▶ [COMPITO SCRITTO 1] Riscrivi soltanto le righe dell'elenco dalla riga che contiene "Please place a point on the lips" fino alla fine dell'elenco, entrambe incluse e con le richieste comprese. Moltiplica per 1,35 ogni coordinata delle risposte e arrotonda all'intero, con le metà per eccesso; i numeri delle richieste e dei loro esempi di formato restano invariati.

▶ [BRANO DA LEGGERE]
···
In realtà del possibile misfatto, magari in tono sommesso, si andava vociferando da tempo (almeno dal 2003). Già il 21 ottobre 2004 la questione veniva posta direttamente sul tappetto del Consiglio comunale con gli interventi di Rolando e Cristofari.
Tuttavia – suggerisce il Poggi – è soprattutto da quel momento (forse per l’inquietante rendering, mai visto nemmeno a Las Vegas, di una caserma in stile palladiano) che le placide, sonnolente acque vicentine cominciano ad agitarsi e la popolazione si desta dal colpevole, catatonico letargo.
Nella sua ricostruzione storica l’autore – oltre a riesumare il quadro politico del tempo e i precedenti storici dell’occupazione statunitense del vicentino – individua le tappe principali che trasformarono una questione solo apparentemente locale in caso nazionale e internazionale.
Con la non scontata costituzione di un fronte vicentino del rifiuto e la conseguente nascita del “Presidio permanente”.
Poggi enumera e spiega gli innumerevoli punti salienti e passaggi incorniciandoli in un crescendo che talvolta assume toni drammatici . O almeno tali appaiono con il senno di poi, conoscendone i tetri successivi sviluppi. Un susseguirsi di eventi, svolte, balzi in avanti…senza soluzione di continuità. Rivisitati ora, dopo anni inevitabilmente inducono alla nostalgia (se non al rimpianto) sia per “quello che eravamo”, sia per l’occasione epocale mancata.
Dalla costituzione dei Comitati di quartiere anti-base all’Assemblea permanente.
Dalle travolgenti manifestazioni (talvolta oceaniche : 2 dicembre 2006, 17 febbraio 2007, 15 dicembre 2007, 4 luglio 2009…) all’editto rumeno prodiano del 16 gennaio 2007 che produrrà per legittima – sacrosanta – reazione la costituzione vera e propria del Presidio permanente alla Lobbia
Dal taglio preventivo delle fibre ottiche già illegalmente posizionate (24 marzo 2007) all’ occupazione della Basilica (18 aprile 2007) e poi della Prefettura (16 gennaio 2008). Dalla nascita di “Altro comune” al primo “Festival No Dal Molin” (settembre 2007). Per approdare al fallimentare tentativo di referendum, la “Consultazione popolare autogestita” del 5 ottobre 2008. Uno sforzo non indifferente per le centinaia di volontari incaricati della distribuzione di 87 mila schede in 57 seggi. Vi presero parte ben 24.094 cittadini (scontata la vittoria del “SI’” ossia un bel “no” alla realizzazione della base). Tuttavia contribuì – magari involontariamente – a dirottare le energie del movimento in un cul de sac istituzionale rivelatosi in definitiva un autogol (opinione mia, questa, non dell’autore del libro).
···
▶ [RIGHE DI DATI]
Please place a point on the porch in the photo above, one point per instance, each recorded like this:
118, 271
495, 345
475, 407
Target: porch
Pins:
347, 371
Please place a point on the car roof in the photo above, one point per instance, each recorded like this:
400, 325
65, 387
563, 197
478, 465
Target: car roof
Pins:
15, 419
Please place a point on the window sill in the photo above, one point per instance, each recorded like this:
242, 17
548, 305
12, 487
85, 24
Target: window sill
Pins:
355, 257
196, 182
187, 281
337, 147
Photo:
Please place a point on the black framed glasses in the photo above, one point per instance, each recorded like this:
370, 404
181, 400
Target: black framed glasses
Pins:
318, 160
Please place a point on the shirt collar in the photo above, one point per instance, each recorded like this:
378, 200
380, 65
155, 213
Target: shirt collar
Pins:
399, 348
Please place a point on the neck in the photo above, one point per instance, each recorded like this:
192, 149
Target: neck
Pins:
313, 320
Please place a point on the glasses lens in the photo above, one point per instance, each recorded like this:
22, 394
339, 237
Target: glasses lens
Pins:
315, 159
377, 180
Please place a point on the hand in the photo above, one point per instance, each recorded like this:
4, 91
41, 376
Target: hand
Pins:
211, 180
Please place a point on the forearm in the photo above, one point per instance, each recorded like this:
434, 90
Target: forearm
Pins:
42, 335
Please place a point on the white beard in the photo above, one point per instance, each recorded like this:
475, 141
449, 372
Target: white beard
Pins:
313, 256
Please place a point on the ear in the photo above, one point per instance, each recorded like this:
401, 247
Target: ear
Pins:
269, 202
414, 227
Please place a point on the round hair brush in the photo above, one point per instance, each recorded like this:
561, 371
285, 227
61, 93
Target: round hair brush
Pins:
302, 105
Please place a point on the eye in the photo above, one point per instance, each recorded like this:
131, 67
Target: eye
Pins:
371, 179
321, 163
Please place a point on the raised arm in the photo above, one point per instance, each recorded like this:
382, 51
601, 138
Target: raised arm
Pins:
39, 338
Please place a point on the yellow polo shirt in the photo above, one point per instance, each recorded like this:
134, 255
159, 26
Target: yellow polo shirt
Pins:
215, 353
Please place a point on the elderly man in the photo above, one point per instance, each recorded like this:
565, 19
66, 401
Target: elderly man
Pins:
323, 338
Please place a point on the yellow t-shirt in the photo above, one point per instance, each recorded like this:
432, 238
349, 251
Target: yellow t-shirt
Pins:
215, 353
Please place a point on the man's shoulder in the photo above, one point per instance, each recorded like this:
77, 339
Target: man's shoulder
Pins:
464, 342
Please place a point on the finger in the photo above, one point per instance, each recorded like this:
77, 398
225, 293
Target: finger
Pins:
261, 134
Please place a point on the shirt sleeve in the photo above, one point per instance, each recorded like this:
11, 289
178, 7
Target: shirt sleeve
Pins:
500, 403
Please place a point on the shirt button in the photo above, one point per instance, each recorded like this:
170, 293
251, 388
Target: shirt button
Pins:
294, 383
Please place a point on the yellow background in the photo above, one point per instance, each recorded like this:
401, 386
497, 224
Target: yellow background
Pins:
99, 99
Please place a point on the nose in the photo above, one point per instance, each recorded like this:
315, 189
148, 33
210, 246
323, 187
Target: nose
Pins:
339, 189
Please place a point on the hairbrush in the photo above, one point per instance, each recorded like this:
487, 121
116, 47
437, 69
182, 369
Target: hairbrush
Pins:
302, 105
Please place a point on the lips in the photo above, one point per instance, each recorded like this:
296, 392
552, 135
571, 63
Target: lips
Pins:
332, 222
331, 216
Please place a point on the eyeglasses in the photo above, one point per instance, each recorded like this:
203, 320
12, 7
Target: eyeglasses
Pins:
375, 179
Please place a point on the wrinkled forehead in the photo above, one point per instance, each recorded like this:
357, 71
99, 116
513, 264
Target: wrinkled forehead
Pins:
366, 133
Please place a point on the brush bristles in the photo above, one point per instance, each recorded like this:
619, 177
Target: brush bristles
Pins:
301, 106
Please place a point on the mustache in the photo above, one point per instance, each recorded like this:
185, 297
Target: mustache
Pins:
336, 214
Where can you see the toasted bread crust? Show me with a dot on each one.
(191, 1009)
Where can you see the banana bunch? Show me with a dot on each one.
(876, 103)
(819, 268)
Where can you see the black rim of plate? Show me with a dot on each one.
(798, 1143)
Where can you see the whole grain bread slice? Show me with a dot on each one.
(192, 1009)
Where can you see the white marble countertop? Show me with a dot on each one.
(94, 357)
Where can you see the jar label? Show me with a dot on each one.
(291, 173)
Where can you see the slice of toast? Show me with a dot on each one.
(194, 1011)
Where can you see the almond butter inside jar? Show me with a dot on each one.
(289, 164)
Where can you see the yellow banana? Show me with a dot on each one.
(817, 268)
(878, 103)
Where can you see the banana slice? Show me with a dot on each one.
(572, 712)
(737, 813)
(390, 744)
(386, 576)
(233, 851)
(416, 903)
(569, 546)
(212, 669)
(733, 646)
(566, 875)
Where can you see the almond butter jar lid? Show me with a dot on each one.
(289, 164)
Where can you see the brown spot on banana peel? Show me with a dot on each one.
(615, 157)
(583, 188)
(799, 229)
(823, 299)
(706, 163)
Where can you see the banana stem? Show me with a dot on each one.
···
▶ [COMPITO SCRITTO 2]
Rispondi in base al brano da leggere:
(a) In quale data e con gli interventi di chi la questione fu posta in Consiglio comunale?
(b) In quale data avvenne l'occupazione della Basilica?
(c) Quanti cittadini presero parte alla "Consultazione popolare autogestita"?

▶ [RISPOSTA AL COMPITO 1]
Please place a point on the lips in the photo above, one point per instance, each recorded like this:
296, 392
552, 135
571, 63
Target: lips
Pins:
448, 300
447, 292
Please place a point on the eyeglasses in the photo above, one point per instance, each recorded like this:
203, 320
12, 7
Target: eyeglasses
Pins:
506, 242
Please place a point on the wrinkled forehead in the photo above, one point per instance, each recorded like this:
357, 71
99, 116
513, 264
Target: wrinkled forehead
Pins:
494, 180
Please place a point on the brush bristles in the photo above, one point per instance, each recorded like this:
619, 177
Target: brush bristles
Pins:
406, 143
Please place a point on the mustache in the photo above, one point per instance, each recorded like this:
185, 297
Target: mustache
Pins:
454, 289
Where can you see the toasted bread crust? Show me with a dot on each one.
(258, 1362)
Where can you see the banana bunch? Show me with a dot on each one.
(1183, 139)
(1106, 362)
Where can you see the black rim of plate? Show me with a dot on each one.
(1077, 1543)
Where can you see the whole grain bread slice? Show me with a dot on each one.
(259, 1362)
Where can you see the white marble countertop? Show me with a dot on each one.
(127, 482)
Where can you see the jar label? Show me with a dot on each one.
(393, 234)
Where can you see the slice of toast? Show me with a dot on each one.
(262, 1365)
Where can you see the almond butter inside jar? Show me with a dot on each one.
(390, 221)
Where can you see the yellow banana? Show me with a dot on each one.
(1103, 362)
(1185, 139)
Where can you see the banana slice? Show me with a dot on each one.
(772, 961)
(995, 1098)
(527, 1004)
(521, 778)
(315, 1149)
(562, 1219)
(768, 737)
(286, 903)
(990, 872)
(764, 1181)
Where can you see the almond butter jar lid? Show me with a dot on each one.
(390, 221)
Where can you see the brown spot on banana peel? Show me with a dot on each one.
(830, 212)
(787, 254)
(1079, 309)
(1111, 404)
(953, 220)
Where can you see the banana stem? Show me with a dot on each one.

▶ [RISPOSTA AL COMPITO 2]
(a) Il 21 ottobre 2004, con gli interventi di Rolando e Cristofari.
(b) Il 18 aprile 2007.
(c) 24.094 cittadini.